### Task requirements
[a] According to the movie review, who plays Hackman's wife?
[b] Write a continuation of the movie review, picking up after its final sentence.

### Passage to read
---*---

Meanwhile, there's this would-be sex comedy trying to get started. Hackman discovers that his son is having an affair with a married cousin (Streisand). Hackman tries to break it up, but gets involved with Streisand himself. Hackman's wife (Diane Ladd) calls her lawyer. Streisand's husband (Kevin Dobson) tries to intimidate Hackman. This might have somehow been made into a farce, but the director keeps losing the pace. Scenes begin with the promise of fireworks and end with the characters at a loss for words. You also know a movie's in trouble when it has the heroine ride a motor scooter just to make her seem like more of a character.

Here and there, in the midst of this mess, there are some funny lines. Streisand: "So you only planned one child?" Hackman: "Nobody plans a kid like mine." But the movie never really gets going. It's got all the ingredients, but it feels a million miles from life. Was it all shot on a sound stage? In some of the shots in his office at the drugstore, Hackman stands in front of a one-way mirror looking into the store, and the store looks like a painted backdrop. Even when he's in the store, it's all wrong. There aren't any people there, except for the character actors who walk in and act crazy. One low point: An athletic woman tries to stick up the store, throws Hackman and the security guard around, and is dumped into the frozen pizzas. This should generate some electricity, you'd think, but no: The direction turns it into a scene that's first ugly, then pointless.

---*---

### Listed records
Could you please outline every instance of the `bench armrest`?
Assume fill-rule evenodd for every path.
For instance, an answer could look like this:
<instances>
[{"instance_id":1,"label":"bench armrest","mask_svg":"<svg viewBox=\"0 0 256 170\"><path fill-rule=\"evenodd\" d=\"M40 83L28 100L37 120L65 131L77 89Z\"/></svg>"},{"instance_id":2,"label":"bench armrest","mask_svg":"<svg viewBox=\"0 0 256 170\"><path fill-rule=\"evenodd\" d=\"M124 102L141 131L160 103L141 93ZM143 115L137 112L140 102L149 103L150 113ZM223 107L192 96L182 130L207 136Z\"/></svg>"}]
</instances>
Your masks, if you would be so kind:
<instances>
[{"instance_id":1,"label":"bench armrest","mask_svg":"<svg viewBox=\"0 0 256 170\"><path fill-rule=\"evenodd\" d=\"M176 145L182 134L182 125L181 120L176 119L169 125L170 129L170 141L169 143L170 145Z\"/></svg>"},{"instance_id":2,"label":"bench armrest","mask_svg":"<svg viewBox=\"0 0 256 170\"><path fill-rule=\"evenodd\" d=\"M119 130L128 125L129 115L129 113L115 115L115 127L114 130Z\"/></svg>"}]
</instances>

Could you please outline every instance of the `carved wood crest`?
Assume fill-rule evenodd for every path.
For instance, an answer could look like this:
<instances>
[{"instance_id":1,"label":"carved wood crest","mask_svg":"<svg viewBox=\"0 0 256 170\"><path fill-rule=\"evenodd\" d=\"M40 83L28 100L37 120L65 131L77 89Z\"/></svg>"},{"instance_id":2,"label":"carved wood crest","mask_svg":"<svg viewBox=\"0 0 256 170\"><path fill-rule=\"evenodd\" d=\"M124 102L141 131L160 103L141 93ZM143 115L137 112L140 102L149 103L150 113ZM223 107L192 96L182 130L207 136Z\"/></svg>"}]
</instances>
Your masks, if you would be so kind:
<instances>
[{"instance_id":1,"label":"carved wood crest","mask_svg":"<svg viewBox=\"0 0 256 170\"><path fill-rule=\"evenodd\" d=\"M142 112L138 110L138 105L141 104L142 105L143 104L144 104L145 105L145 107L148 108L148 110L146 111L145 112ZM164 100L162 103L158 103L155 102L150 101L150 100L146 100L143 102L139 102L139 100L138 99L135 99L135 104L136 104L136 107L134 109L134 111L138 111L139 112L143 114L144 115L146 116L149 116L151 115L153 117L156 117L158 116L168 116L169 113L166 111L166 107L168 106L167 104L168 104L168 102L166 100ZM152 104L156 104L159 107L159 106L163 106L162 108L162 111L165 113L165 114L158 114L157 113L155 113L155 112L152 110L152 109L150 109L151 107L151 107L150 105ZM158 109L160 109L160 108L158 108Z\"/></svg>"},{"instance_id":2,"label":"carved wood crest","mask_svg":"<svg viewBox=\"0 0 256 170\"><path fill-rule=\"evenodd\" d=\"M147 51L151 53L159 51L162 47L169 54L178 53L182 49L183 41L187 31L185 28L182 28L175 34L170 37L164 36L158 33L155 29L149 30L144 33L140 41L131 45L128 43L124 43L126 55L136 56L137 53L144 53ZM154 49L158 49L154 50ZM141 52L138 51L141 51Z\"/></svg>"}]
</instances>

---*---

### The results
[a] Diane Ladd

[b]
Maybe I wasn't completely wrong when I suggested that Streisand would benefit from strong direction. She didn't get any here, and the result is a complete waste of time; Hackman's time, as well. These are two of the most talented movie actors we have. They don't make that many films. Neither one really works in “All Night Long.” Life is short. They should get moving.

Roger Ebert

Roger Ebert was the film critic of the Chicago Sun-Times from 1967 until his death in 2013. In 1975, he won the Pulitzer Prize for distinguished criticism.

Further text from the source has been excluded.